**WHAT TO PRODUCE**
Only lines with the word "subject" belong in the answer; copy them from the records below.

Collected data entries

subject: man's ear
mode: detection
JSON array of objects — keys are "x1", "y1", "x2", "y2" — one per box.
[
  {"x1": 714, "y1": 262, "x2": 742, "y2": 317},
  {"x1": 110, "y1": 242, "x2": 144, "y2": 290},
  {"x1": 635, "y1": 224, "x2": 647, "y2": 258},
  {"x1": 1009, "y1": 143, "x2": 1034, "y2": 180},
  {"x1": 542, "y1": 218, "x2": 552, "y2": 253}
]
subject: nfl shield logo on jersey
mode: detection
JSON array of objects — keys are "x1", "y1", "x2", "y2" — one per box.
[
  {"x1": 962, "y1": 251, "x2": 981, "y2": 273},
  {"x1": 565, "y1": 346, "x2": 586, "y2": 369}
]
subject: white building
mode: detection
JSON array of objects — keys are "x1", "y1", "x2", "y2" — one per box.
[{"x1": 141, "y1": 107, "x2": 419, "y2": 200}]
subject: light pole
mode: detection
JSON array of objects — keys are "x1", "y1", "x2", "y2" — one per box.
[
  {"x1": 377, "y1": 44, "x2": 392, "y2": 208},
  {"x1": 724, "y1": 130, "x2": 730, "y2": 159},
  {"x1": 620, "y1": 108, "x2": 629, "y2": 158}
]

**EXERCISE SOLUTION**
subject: man's ear
subject: nfl shield logo on jersey
subject: white building
subject: light pole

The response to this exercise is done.